> [TASK DESCRIPTION] Can you transcribe the records below, starting with the line that contains "I'm looking for the windshield" and going on through the line that contains "[37,39,56,50]", with both of those lines included? Leave the pictures out of your answer.

Records from a data source:
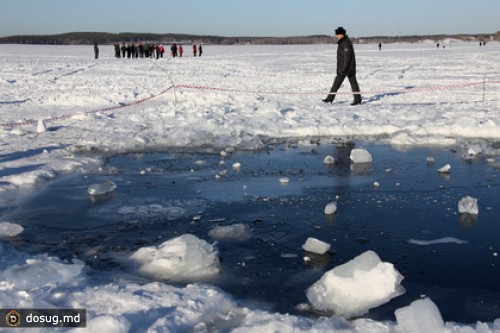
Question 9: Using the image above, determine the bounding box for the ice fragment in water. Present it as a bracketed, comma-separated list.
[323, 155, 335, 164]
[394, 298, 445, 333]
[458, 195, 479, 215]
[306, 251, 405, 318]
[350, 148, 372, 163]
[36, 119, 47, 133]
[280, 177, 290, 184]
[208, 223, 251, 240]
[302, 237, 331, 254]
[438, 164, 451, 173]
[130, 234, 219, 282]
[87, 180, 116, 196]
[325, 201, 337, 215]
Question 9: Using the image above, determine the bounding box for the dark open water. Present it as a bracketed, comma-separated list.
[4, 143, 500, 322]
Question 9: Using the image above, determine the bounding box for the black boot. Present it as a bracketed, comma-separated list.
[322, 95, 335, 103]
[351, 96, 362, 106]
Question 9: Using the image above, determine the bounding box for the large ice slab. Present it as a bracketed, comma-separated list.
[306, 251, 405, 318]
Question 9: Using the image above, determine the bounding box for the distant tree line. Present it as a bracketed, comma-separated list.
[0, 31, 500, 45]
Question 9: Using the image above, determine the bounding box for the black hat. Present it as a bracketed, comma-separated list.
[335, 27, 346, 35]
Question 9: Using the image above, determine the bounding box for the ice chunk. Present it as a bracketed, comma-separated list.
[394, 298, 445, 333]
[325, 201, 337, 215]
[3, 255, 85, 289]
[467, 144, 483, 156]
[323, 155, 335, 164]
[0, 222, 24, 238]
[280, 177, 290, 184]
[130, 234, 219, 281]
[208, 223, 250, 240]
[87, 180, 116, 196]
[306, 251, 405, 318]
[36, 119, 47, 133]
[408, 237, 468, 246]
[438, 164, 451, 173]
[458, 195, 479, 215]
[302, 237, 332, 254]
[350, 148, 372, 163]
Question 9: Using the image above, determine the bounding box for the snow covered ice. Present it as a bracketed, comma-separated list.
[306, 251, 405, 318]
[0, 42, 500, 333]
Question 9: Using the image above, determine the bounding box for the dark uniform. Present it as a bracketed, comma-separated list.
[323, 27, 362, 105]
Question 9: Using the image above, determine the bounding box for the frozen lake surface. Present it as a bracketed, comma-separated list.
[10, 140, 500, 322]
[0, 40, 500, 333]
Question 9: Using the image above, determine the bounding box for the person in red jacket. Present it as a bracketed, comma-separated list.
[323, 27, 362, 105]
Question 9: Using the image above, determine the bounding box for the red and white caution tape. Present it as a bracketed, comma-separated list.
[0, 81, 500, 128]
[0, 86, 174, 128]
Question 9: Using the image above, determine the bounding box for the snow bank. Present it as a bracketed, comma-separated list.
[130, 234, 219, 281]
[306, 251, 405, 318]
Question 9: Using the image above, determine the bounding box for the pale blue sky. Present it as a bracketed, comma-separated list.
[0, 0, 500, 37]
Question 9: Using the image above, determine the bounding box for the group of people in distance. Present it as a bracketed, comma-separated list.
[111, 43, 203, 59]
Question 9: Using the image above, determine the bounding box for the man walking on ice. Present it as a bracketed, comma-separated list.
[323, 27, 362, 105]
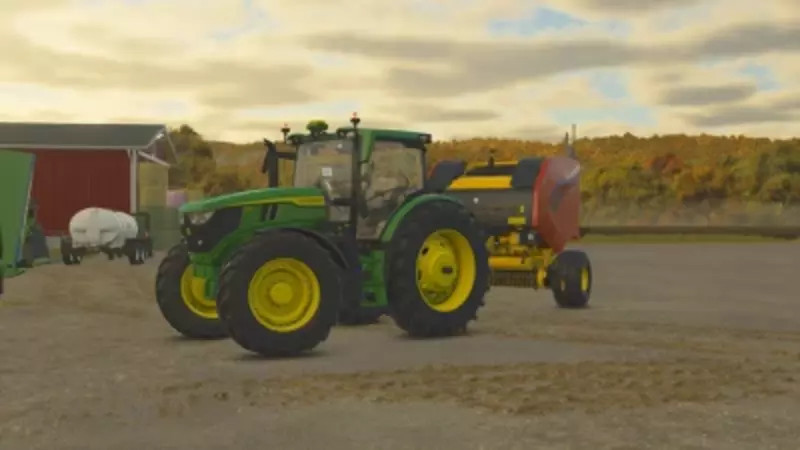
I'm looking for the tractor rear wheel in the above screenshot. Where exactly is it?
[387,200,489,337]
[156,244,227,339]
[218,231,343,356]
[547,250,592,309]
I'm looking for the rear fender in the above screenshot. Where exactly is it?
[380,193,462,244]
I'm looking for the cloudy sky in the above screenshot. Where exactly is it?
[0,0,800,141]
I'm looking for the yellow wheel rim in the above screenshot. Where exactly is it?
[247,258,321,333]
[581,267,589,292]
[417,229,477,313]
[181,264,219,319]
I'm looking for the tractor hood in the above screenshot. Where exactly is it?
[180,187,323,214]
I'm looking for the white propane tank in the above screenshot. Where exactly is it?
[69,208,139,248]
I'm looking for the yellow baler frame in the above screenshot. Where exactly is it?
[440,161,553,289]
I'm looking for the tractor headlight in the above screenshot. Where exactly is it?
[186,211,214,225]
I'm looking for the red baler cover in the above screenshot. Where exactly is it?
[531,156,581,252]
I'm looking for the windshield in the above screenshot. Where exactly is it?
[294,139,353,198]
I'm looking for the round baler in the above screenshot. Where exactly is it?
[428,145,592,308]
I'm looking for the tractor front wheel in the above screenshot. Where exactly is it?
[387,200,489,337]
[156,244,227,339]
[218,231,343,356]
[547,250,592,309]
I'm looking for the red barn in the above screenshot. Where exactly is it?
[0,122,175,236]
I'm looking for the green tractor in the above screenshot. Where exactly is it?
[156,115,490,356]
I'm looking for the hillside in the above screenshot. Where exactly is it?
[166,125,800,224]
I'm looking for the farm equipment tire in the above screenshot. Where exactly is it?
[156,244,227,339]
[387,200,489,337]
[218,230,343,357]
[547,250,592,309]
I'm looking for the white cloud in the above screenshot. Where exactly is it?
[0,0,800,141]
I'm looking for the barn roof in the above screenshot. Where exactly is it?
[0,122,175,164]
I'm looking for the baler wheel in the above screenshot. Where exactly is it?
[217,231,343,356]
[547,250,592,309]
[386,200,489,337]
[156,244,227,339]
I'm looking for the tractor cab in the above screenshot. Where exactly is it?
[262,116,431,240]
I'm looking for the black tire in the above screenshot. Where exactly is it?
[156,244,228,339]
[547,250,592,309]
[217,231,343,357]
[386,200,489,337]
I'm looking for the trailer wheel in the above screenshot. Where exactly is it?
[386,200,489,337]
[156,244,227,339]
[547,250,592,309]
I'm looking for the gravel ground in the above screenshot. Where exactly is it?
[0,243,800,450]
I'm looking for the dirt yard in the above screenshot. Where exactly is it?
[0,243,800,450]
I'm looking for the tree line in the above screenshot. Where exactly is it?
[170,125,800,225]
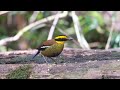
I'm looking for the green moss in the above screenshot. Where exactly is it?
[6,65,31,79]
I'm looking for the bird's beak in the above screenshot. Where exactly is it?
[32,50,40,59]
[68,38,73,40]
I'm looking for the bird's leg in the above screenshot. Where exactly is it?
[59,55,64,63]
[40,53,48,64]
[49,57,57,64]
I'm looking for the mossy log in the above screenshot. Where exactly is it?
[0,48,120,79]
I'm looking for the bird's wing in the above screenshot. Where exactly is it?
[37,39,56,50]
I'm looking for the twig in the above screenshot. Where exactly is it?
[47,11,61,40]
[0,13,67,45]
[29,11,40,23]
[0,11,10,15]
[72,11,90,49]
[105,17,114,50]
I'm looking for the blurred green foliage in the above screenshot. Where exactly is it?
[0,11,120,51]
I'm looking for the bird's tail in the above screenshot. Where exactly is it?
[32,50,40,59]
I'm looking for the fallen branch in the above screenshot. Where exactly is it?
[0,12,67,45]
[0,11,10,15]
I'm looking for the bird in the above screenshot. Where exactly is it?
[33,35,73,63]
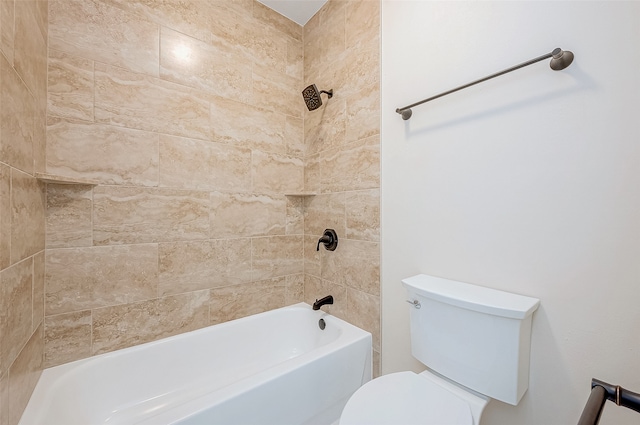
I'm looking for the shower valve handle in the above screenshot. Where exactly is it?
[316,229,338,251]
...
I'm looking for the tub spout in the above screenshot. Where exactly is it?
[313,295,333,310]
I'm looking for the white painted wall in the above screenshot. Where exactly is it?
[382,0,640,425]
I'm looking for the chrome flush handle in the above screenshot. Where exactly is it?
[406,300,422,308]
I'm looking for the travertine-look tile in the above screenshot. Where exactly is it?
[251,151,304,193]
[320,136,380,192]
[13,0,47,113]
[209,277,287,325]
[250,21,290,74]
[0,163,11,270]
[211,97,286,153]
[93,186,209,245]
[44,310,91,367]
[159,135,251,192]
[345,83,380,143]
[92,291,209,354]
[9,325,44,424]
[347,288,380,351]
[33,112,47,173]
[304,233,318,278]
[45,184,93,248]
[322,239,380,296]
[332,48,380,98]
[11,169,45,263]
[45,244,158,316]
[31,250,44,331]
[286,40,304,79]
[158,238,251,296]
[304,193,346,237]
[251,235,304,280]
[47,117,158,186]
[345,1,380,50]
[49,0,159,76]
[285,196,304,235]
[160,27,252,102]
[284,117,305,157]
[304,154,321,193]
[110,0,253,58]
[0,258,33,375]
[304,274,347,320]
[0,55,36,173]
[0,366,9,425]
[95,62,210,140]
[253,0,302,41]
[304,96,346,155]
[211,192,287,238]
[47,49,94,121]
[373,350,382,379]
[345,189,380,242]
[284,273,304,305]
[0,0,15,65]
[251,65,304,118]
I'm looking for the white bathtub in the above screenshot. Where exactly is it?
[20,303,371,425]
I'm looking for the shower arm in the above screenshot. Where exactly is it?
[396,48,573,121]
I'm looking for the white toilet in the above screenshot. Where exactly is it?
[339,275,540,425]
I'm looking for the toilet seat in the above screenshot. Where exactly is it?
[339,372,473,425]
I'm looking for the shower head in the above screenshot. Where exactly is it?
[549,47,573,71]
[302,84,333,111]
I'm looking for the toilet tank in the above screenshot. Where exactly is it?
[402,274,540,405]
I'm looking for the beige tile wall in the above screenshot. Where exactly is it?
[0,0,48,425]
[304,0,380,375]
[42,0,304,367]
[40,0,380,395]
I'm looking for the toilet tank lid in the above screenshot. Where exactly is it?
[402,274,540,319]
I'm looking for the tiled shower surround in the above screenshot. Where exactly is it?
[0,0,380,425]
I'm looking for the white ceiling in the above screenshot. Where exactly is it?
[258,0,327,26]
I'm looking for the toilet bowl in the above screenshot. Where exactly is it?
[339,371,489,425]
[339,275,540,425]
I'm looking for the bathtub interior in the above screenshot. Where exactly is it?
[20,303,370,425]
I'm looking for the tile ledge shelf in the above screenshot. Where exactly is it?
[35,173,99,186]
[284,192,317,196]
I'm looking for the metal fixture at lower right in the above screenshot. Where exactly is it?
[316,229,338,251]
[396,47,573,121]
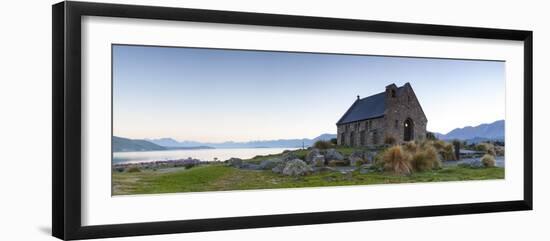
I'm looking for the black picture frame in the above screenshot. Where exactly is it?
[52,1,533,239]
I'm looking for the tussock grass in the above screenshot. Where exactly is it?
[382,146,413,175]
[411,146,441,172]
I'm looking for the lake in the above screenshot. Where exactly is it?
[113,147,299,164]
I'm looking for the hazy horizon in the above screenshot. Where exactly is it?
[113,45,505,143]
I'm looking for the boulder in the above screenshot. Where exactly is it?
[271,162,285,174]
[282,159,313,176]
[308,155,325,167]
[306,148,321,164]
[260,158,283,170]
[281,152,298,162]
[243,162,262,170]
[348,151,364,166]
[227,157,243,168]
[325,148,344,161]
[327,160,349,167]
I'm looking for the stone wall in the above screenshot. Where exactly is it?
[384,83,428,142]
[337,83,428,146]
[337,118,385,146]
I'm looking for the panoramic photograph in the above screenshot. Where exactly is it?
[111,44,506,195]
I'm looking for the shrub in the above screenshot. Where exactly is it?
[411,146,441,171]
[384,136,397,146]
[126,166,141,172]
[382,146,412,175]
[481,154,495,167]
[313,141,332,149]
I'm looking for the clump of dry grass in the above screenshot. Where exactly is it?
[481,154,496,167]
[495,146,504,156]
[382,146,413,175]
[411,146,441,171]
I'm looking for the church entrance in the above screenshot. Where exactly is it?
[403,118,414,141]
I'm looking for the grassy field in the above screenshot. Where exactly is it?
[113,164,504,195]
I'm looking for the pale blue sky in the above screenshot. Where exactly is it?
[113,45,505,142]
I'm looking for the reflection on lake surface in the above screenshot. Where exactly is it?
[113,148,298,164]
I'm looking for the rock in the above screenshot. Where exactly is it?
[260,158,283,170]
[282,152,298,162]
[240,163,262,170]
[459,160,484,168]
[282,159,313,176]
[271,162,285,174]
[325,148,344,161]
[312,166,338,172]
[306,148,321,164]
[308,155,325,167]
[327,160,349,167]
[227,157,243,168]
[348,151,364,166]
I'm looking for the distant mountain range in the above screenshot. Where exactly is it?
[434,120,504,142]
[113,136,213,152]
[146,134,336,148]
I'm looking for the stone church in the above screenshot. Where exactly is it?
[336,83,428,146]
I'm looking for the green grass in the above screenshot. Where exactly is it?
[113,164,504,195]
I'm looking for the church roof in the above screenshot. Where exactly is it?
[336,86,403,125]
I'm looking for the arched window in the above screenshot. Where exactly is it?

> [ANSWER TO THIS EXERCISE]
I'm looking for the windshield in the above screenshot. Where exactly is it?
[294,139,353,198]
I'm looking for the round baler in the above screenshot. Where exactly is it?
[428,145,592,308]
I'm looking for the tractor front wheel in the above screenshot. Where exactly is it?
[387,200,489,337]
[156,244,227,339]
[218,231,343,356]
[547,250,592,309]
I'm looking for the red barn in the above screenshot. Where exactly is it?
[0,122,175,236]
I'm looking for the green tractor in the above screenshot. Where exactly is it?
[156,115,490,356]
I'm looking for the hillside in the above screenshot. Where exactly is it?
[166,125,800,224]
I'm looking for the farm equipment tire in the above screenshot. Where exactly is it?
[156,244,227,339]
[387,200,489,337]
[218,230,343,357]
[547,250,592,309]
I'm looking for the white cloud in the above screenshot. Where exactly is it?
[0,0,800,141]
I'm looking for the barn roof in the above screenshot. Where exactly is it?
[0,122,175,164]
I'm looking for the baler wheel in the above screenshot. Where exactly is it?
[217,231,343,356]
[547,250,592,309]
[386,200,489,337]
[156,244,227,339]
I'm looking for the tractor cab in the above screenshot. Where exactly is it?
[262,116,431,240]
I'm looking for the black tire in the above screenshot. Where exactly is it?
[156,244,228,339]
[547,250,592,309]
[217,231,343,357]
[386,200,489,337]
I'm looking for the trailer wheel in the above screenshot. Where exactly is it?
[386,200,489,337]
[156,244,227,339]
[547,250,592,309]
I'm looking for the gravel ground in the above screenshot. Where exactly is it?
[0,243,800,450]
I'm looking for the dirt yard in the above screenshot. Where exactly is it?
[0,243,800,450]
I'm looking for the tree line in the above screenshot. Where exactly is it?
[170,125,800,225]
I'm looking for the green moss in the above screenshot. Where exactly is it?
[6,65,31,79]
I'm looking for the bird's beak in the above screenshot. Where exactly is it?
[32,50,40,59]
[68,38,73,40]
I'm looking for the bird's leg in the above screenshot. Where exactly is it?
[59,55,64,63]
[40,53,48,64]
[49,57,57,64]
I'm looking for the mossy log in the above screenshot. Where exactly is it?
[0,48,120,79]
I'm looking for the bird's wing in the above screenshot. Where exactly is it?
[37,39,56,50]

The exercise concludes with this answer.